> WHAT IS NEEDED
Rescale everything in the records from the line containing "Provide one marker per instance of the straw" down to the line containing "x=190, y=824", both ends included, and write out only those lines, requests too. Multiply each answer coordinate by 0.35 and round it to a whole number with halves going up, leaving the requests and their format samples unchanged.

## START EXTRACTED INFORMATION

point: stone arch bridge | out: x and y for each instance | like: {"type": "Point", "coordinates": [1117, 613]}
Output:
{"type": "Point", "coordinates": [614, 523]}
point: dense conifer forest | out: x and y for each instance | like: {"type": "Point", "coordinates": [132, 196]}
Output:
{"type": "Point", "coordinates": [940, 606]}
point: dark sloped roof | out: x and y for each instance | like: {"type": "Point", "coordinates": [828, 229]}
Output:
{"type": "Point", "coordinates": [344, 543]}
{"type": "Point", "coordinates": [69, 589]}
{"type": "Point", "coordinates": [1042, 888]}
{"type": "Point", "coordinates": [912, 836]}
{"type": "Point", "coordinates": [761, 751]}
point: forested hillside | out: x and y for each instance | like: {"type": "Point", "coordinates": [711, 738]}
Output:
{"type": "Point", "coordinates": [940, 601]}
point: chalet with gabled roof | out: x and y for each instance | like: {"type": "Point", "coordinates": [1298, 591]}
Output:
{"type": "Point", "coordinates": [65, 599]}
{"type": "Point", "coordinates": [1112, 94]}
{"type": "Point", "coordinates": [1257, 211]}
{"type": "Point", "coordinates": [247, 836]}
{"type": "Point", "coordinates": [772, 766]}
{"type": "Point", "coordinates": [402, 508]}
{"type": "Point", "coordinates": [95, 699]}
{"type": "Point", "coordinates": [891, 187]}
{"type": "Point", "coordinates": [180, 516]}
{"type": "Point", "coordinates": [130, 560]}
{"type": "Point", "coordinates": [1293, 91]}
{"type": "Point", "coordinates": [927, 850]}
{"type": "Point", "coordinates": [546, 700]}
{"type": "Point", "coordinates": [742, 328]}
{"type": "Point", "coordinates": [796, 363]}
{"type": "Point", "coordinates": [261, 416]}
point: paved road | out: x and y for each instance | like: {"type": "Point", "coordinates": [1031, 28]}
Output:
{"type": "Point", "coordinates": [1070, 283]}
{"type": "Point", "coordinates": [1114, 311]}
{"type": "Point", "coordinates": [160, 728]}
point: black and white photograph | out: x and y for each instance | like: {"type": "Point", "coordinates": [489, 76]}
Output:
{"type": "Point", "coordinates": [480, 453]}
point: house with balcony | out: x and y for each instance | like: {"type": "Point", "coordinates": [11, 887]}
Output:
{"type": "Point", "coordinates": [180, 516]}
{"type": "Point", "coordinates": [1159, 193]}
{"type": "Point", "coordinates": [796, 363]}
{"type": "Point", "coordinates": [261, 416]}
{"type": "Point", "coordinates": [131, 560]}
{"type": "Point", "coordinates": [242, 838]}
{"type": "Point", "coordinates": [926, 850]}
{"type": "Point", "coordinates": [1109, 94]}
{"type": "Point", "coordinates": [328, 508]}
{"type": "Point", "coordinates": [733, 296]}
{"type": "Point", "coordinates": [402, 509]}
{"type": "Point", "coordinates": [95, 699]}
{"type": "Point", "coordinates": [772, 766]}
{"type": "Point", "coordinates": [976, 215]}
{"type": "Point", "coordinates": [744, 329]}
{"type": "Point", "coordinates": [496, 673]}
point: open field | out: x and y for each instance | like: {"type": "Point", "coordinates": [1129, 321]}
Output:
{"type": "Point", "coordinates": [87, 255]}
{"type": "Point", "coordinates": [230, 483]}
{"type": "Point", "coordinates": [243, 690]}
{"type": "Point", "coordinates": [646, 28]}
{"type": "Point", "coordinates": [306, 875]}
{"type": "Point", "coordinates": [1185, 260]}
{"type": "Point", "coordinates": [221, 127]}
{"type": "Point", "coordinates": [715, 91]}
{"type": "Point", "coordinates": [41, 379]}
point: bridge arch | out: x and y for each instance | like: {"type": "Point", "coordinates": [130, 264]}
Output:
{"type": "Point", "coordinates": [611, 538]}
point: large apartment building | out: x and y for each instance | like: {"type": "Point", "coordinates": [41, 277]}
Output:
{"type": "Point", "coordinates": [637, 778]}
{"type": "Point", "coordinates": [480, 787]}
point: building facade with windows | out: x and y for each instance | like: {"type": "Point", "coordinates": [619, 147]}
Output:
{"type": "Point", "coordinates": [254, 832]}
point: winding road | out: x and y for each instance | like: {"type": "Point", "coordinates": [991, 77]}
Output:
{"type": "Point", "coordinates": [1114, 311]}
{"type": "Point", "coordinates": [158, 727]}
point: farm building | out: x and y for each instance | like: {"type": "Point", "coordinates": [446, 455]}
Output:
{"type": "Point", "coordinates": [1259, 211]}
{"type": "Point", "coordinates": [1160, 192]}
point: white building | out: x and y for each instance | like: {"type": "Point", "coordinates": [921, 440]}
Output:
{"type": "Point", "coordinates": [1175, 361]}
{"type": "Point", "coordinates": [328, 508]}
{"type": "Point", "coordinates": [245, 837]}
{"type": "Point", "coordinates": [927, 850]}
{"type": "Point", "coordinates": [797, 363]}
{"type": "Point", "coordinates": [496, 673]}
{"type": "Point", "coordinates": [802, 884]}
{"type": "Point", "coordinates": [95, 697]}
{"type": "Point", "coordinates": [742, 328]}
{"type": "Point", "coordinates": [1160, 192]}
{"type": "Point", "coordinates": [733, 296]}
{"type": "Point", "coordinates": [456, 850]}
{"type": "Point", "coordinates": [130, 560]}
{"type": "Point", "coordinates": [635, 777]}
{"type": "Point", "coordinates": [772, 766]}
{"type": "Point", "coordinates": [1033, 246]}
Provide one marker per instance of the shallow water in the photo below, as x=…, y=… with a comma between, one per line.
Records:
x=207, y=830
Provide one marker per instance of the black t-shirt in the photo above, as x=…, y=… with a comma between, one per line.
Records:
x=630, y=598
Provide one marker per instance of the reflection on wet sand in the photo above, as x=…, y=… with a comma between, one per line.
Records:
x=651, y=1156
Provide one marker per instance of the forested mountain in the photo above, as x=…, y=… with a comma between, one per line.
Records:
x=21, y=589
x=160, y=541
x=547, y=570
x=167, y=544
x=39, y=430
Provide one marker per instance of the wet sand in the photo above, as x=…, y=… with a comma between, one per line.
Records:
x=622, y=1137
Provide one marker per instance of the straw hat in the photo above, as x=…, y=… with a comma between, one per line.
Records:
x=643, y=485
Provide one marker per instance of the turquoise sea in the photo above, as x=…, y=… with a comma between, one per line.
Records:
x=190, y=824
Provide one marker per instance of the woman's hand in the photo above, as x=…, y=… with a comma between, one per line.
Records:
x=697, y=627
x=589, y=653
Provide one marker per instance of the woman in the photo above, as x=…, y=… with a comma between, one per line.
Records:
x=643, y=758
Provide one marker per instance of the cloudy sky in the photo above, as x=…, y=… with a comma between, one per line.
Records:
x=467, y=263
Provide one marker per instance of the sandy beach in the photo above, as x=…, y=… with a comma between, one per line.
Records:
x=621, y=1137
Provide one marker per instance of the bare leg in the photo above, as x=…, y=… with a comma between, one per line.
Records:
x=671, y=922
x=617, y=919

## END EXTRACTED INFORMATION

> RESULT FOR THIS EXERCISE
Provide one marker per instance of the straw hat in the photo above, as x=…, y=… with a comma between, one per line.
Records:
x=225, y=170
Provide one marker per instance of the turquoise sea in the photo above, as x=…, y=… with a comma between, one per line.
Records:
x=67, y=288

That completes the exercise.